DATASET EXCERPTS:

★ ★ ★ ★ ★

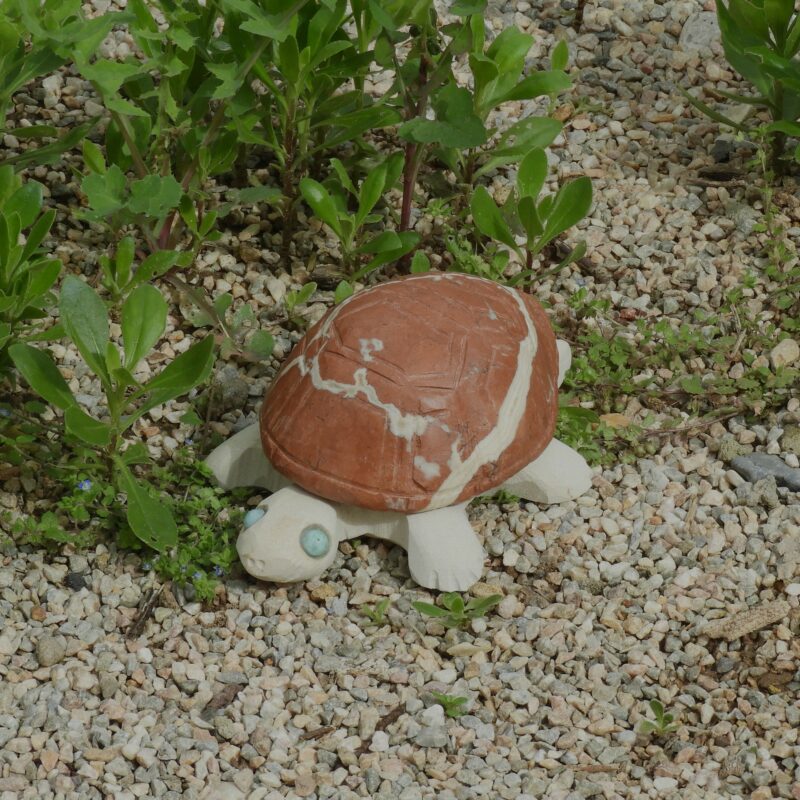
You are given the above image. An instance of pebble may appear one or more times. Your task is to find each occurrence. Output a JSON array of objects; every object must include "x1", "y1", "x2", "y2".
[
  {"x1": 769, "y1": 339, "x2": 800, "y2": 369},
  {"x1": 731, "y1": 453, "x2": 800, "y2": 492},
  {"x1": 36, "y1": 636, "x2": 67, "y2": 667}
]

★ ★ ★ ★ ★

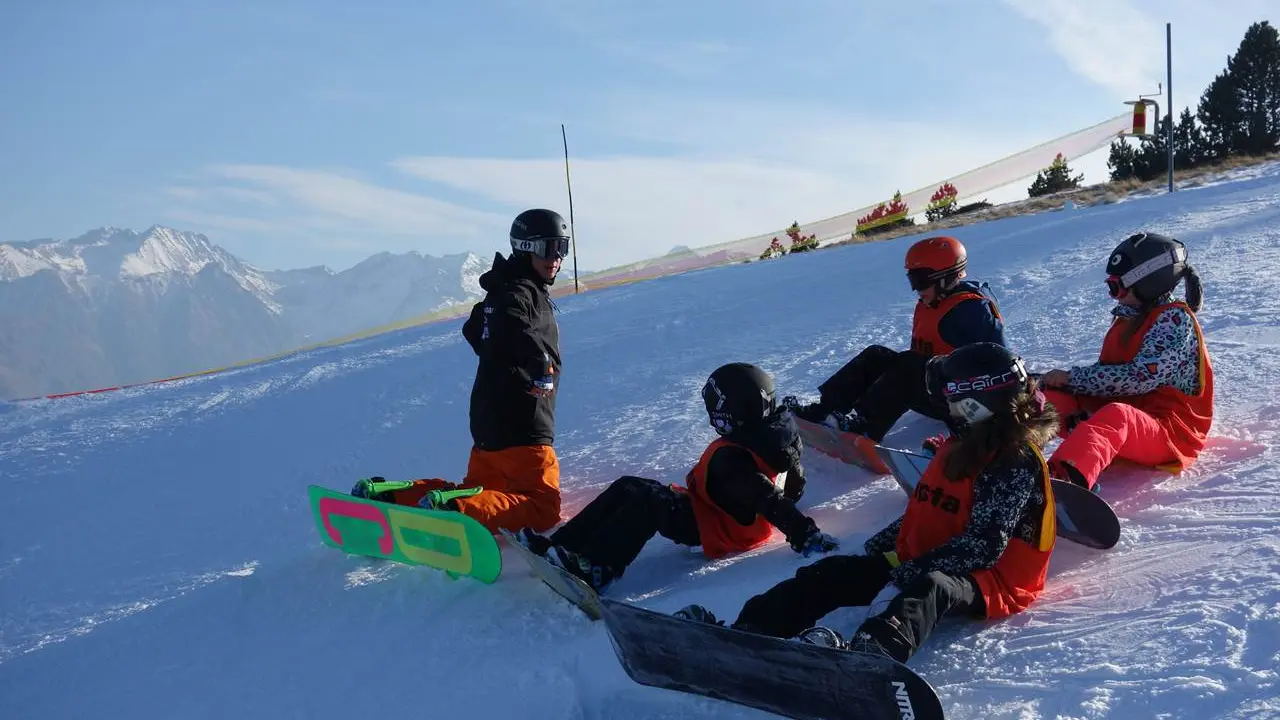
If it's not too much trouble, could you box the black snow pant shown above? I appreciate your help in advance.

★ ★ ★ ★ ★

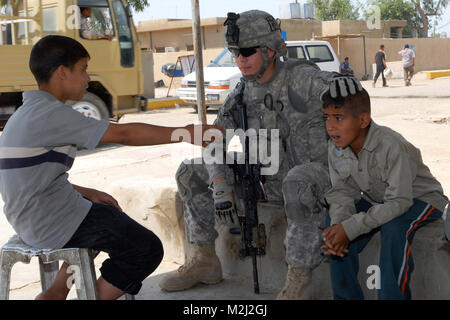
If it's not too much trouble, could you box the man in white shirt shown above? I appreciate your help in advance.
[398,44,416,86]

★ ★ ★ ★ ★

EXERCISE INSTRUCTIONS:
Identify each line in the entries above that contains the word "could" and copy that whole line. Case counts.

EXERCISE ANSWER:
If it's not too much trouble, could you box the black snow pant shown above? I appreciate your help in advance.
If it's not too much trouble, could you box the man in white shirt shown above? I appreciate your help in advance.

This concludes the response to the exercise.